INSTRUCTIONS |
A. Using the court opinion, explain in one to three sentences why Yedor's second amended complaint held Centre responsible for the fall.
B. Write the next part of the court opinion, picking up after its final sentence.

PASSAGE GIVEN |

MORRIE YEDOR, PLAINTIFF

v.

CENTRE PROPERTIES, INC., ET AL., DEFENDANTS AND THIRD-PARTY, PLAINTIFFS-APPELLEES (ACE DISPOSAL DIVISION OF WASTE MANAGEMENT OF ILLINOIS, INC., THIRD-PARTY, DEFENDANT-APPELLANT)



APPELLATE COURT OF ILLINOIS, FIRST DISTRICT, SECOND DIVISION

527 N.E.2d 414, 173 Ill. App. 3d 132, 122 Ill. Dec. 916 1988.IL.1076

Appeal from the Circuit Court of Cook County; the Hon. Louis J. Giliberto, Judge, presiding.

APPELLATE Judges:

PRESIDING JUSTICE HARTMAN delivered the opinion of the court. SCARIANO and EGAN, JJ., concur.

DECISION OF THE COURT DELIVERED BY THE HONORABLE JUDGE HARTMAN

Yedor allegedly slipped and fell in a puddle of oil while walking across a loading dock located at the south side of Centre's building at 180 N. La Salle St. (La Salle Plaza) in Chicago, Illinois, on April 13, 1982, causing extensive injuries. Yedor's second amended complaint, filed April 5, 1984, asserted that Centre and Teachers Realty Corporation (collectively Centre) "owned . . . operated, managed and controlled" La Salle Plaza and negligently failed to maintain the premises, creating an unsafe and dangerous condition, and causing Yedor's injuries. Other defendants were joined, but subsequently were dismissed.

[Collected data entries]
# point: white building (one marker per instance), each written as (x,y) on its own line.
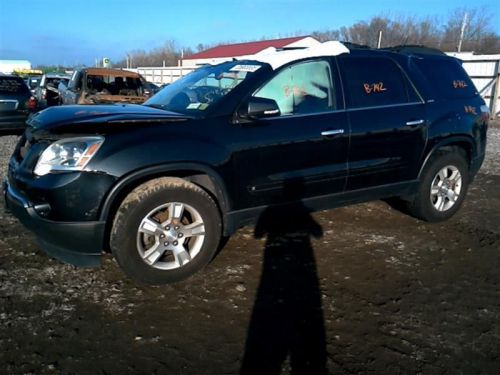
(219,54)
(9,66)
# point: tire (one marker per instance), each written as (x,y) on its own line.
(165,230)
(442,188)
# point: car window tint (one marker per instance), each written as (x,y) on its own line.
(373,81)
(12,85)
(301,88)
(447,78)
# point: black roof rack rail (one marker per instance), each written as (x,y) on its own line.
(411,49)
(351,45)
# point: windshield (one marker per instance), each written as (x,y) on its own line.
(201,89)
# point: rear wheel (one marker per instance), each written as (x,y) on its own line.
(442,188)
(165,230)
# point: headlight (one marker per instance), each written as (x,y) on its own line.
(72,154)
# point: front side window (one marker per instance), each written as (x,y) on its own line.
(373,81)
(300,89)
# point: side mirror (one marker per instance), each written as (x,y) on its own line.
(257,108)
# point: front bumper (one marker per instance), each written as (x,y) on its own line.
(78,243)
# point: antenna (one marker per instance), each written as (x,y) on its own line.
(462,32)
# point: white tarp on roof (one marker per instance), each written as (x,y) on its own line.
(280,58)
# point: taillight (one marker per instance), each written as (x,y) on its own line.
(485,112)
(31,103)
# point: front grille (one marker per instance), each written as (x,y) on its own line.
(8,105)
(23,150)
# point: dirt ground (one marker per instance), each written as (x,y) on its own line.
(361,289)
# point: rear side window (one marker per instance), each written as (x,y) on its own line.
(447,78)
(12,85)
(374,81)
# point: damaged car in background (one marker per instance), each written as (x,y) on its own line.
(102,86)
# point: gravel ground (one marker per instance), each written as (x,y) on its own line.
(361,289)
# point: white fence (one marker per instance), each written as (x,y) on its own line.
(162,75)
(484,71)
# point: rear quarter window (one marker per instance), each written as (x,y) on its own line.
(12,85)
(374,81)
(446,78)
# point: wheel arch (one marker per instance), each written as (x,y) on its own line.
(199,174)
(449,144)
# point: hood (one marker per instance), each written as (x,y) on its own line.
(71,117)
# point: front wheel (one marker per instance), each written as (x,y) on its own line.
(165,230)
(442,188)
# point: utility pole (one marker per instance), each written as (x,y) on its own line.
(462,32)
(379,43)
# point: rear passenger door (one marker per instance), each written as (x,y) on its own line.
(388,122)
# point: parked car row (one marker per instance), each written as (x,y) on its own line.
(16,103)
(19,98)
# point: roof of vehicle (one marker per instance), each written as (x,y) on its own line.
(56,75)
(111,72)
(335,48)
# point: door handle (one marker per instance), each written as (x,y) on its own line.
(332,132)
(415,123)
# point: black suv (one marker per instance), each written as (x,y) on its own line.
(160,184)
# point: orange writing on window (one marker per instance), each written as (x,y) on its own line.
(374,87)
(470,109)
(459,84)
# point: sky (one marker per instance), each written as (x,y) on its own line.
(76,32)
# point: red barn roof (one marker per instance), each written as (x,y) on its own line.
(241,49)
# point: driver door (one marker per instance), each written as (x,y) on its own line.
(305,146)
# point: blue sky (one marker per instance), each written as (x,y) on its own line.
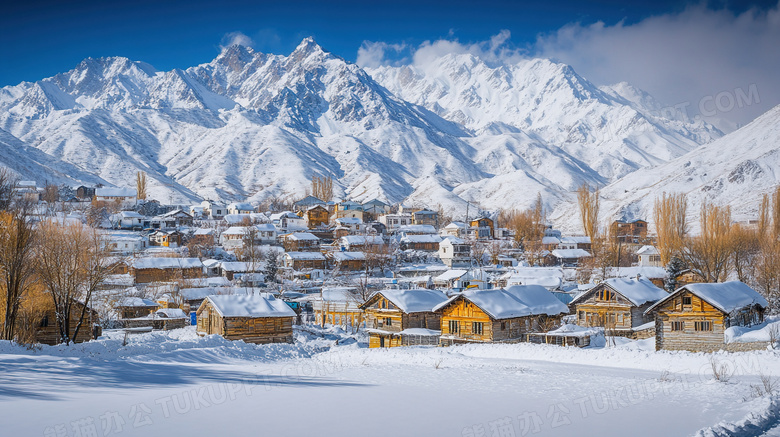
(41,38)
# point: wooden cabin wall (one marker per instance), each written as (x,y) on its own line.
(465,314)
(688,338)
(50,334)
(259,330)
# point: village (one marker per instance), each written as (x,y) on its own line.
(403,275)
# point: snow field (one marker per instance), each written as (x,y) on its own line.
(329,383)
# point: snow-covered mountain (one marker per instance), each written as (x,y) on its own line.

EXERCISE RESPONSES |
A. The complaint asserted that Centre and Teachers Realty Corporation, collectively called Centre, owned, operated, managed and controlled La Salle Plaza. It claimed they negligently failed to maintain the premises. That failure created an unsafe and dangerous condition, and Yedor's injuries followed when Yedor slipped in a puddle of oil on the building's loading dock.

B.
With leave of court, Centre filed a third-party complaint for contribution against "Ace Disposal Service, Inc." on May 7, 1985, alleging that it negligently delivered a dumpster to the loading dock so as to cause an oily substance to be on the surface of the dock, and "negligently maintained its trucks and delivery apparatus so as to allow fluids to escape from the truck's [ sic ] hydraulic systems while on the loading dock."

A summons issued the same day to "Ace Disposal Service, Inc." in Morton Grove, Illinois, was returned "not served" on May 17, 1985, because "[third-party defendant] not at [address] given." Centre filed an amended third-party complaint on May 15, 1985, realleging the substance of its original third-party complaint against Ace Disposal Service, Inc., in count I and, in count II, asserting the negligence of other defendants also subsequently dismissed. Centre sought contribution should it be found liable for Yedor's injuries.

An attempt was made to serve "Ace Disposal Service, Inc.," at "13707 S. Jeffery" in Chicago with alias summons issued on August 5, 1985, but on August 22, 1985, the summons was returned "not served," with a note that the company had moved. On August 7, 1985, the circuit court ordered, inter alia, the severance of Centre's third-party action, "without prejudice to third party defendants conducting discovery in any related re-filed matter."

A second alias summons issued October 2, 1985, was directed to "Ace Disposal" at "1500 North Hooker" in Chicago and service was accomplished October 10, 1985, on an agent of the company.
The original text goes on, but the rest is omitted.